● **Available data**:
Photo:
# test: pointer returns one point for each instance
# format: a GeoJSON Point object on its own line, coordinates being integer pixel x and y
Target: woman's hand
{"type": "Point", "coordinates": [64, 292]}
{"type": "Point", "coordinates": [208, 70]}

● **Instructions to follow**:
Send back the complete listing, identical to the original in every line.

● **Solution below**:
Photo:
# test: pointer returns one point for each instance
# format: a GeoJSON Point object on its own line, coordinates being integer pixel x and y
Target: woman's hand
{"type": "Point", "coordinates": [64, 292]}
{"type": "Point", "coordinates": [208, 70]}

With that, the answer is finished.